> Assignment
Only lines with the string "below" are wanted. Pull them out of the data.

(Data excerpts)
--------------------------------------------------

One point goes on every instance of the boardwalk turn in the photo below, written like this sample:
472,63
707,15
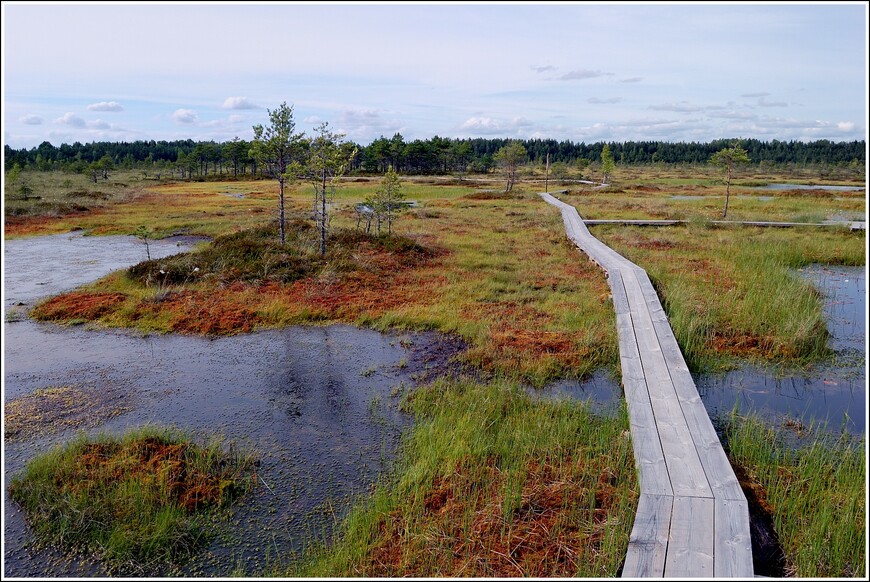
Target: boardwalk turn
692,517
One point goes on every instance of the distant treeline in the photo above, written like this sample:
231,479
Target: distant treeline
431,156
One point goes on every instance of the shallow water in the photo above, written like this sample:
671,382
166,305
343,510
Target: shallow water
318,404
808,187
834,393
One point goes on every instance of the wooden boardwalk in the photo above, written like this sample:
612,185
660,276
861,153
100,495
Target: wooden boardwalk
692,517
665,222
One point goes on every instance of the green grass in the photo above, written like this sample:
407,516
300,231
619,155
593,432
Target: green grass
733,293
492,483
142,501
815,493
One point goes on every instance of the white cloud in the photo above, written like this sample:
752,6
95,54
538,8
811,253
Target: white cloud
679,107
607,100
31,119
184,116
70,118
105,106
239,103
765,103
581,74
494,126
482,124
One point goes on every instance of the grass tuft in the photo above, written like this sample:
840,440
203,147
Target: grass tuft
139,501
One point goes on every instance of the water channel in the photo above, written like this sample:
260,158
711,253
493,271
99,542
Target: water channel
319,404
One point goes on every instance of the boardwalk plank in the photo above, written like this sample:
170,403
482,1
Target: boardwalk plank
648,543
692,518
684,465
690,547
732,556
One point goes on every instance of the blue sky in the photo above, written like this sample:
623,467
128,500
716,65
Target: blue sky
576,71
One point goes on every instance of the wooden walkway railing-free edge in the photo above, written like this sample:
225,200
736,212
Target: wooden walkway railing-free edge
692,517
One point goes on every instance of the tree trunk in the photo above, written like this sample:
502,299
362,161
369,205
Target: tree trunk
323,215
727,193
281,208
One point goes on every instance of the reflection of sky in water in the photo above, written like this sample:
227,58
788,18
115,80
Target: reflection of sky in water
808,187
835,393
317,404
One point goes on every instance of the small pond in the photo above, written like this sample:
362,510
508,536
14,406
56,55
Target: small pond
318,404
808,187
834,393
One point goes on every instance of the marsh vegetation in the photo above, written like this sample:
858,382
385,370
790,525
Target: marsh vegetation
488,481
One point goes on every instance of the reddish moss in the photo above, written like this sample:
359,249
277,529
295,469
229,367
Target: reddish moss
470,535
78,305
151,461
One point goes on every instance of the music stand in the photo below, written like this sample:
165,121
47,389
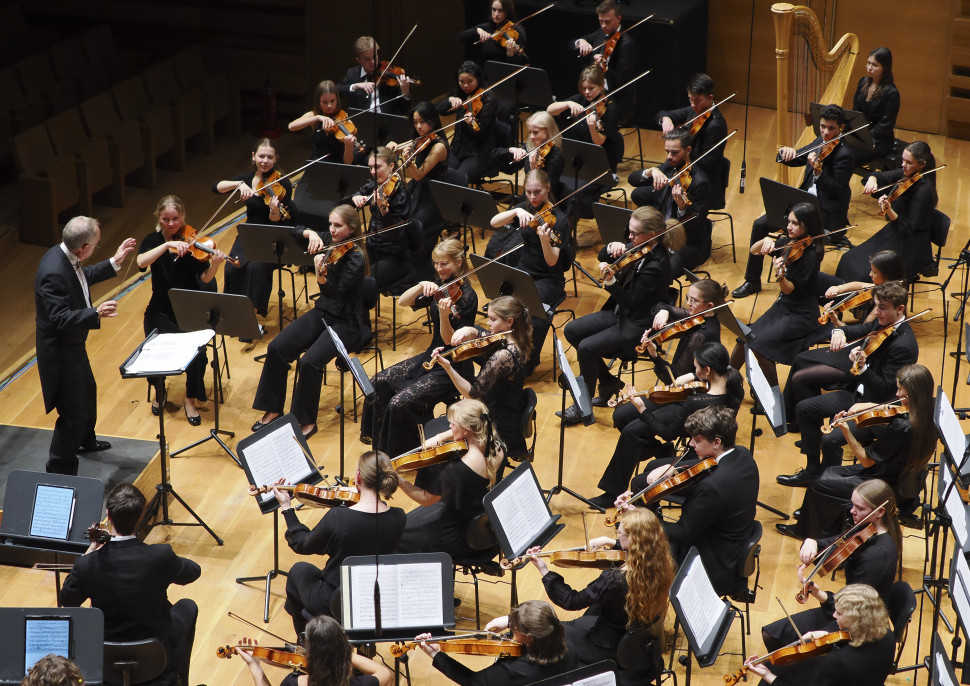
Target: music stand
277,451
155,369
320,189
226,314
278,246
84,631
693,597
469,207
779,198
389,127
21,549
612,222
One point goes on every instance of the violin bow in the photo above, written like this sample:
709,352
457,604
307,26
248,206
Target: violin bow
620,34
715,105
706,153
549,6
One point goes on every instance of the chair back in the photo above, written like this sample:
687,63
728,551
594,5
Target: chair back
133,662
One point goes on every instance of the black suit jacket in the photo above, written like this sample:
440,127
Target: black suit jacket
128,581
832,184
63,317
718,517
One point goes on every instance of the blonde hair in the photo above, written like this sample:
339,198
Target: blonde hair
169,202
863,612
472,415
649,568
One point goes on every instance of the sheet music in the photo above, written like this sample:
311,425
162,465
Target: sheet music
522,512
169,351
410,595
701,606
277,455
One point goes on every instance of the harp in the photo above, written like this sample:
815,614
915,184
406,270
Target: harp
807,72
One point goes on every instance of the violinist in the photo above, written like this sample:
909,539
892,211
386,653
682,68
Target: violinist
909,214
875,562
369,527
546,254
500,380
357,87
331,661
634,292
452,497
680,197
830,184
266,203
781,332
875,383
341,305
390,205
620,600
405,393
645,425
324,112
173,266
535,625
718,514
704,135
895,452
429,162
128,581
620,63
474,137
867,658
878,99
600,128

--------------------------------------------------

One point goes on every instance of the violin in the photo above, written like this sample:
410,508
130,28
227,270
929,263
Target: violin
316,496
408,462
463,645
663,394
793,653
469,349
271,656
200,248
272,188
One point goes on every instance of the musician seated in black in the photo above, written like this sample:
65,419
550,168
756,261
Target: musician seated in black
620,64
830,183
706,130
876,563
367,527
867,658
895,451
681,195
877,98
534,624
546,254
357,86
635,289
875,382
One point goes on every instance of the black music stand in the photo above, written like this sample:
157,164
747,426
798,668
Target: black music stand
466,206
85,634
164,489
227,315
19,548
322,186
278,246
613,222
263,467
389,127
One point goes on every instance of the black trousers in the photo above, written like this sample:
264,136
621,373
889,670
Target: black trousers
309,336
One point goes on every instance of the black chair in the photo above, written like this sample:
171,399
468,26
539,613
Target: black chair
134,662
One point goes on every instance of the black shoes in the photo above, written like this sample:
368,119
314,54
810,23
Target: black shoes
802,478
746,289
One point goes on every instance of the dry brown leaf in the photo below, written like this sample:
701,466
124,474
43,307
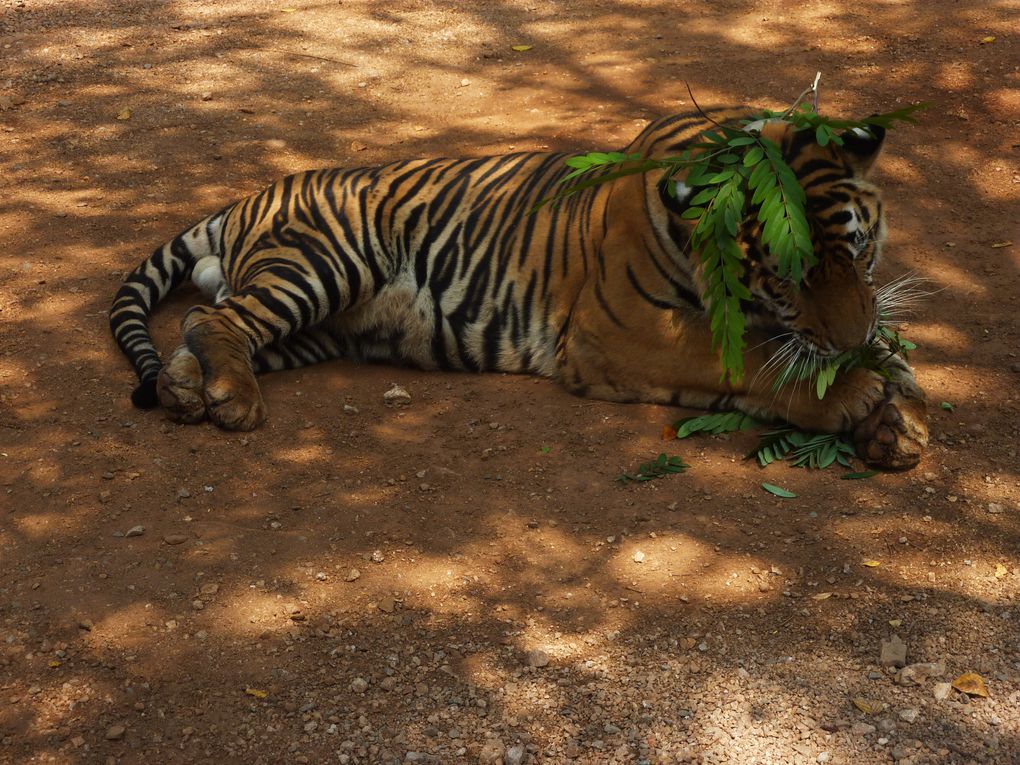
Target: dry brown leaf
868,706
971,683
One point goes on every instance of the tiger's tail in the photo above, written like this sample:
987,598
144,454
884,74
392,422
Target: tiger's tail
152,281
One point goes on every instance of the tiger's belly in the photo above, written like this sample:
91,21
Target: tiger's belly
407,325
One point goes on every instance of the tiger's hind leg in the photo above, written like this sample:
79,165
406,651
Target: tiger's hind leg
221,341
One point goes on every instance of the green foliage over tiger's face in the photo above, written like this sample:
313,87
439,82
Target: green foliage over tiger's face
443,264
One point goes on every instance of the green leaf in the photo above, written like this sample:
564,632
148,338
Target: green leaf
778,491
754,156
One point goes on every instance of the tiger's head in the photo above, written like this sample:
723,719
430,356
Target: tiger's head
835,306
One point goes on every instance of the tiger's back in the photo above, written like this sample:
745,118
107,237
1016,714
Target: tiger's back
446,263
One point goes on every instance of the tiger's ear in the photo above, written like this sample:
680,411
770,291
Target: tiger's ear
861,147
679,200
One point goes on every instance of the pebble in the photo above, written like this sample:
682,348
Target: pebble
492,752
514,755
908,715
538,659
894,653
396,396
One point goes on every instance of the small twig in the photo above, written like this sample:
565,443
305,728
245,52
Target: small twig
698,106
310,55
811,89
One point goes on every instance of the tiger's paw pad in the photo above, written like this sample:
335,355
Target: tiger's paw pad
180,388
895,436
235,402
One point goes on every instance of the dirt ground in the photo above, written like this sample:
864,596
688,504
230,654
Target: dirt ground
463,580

--------------------------------------------------

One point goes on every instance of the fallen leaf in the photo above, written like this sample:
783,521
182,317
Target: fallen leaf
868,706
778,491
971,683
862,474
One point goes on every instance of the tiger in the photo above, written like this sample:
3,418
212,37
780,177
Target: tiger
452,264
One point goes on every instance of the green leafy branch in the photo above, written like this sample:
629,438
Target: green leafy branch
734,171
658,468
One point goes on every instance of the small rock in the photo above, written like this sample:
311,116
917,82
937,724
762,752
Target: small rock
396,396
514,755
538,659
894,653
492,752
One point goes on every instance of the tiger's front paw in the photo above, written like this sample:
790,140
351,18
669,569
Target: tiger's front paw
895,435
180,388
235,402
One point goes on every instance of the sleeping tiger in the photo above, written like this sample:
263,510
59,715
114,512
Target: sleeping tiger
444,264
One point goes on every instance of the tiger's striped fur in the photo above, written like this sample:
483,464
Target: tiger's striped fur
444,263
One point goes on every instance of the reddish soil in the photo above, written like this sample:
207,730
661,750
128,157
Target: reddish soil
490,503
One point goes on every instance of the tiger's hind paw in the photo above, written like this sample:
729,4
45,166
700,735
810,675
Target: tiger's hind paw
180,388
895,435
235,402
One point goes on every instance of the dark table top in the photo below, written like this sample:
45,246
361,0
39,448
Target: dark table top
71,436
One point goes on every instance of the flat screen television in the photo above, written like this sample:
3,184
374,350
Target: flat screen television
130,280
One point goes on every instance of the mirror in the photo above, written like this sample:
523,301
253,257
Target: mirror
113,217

--------------------------------------------------

> Result for this task
One point goes on every instance of the boardwalk turn in the photo below, written like this sample:
One point goes on every instance of the music stand in the photo below, written like this sample:
One point goes on every instance of the dry brown leaf in the photo below, written like this sample:
One point goes on every instance of the dark table top in the photo below, written like this sample:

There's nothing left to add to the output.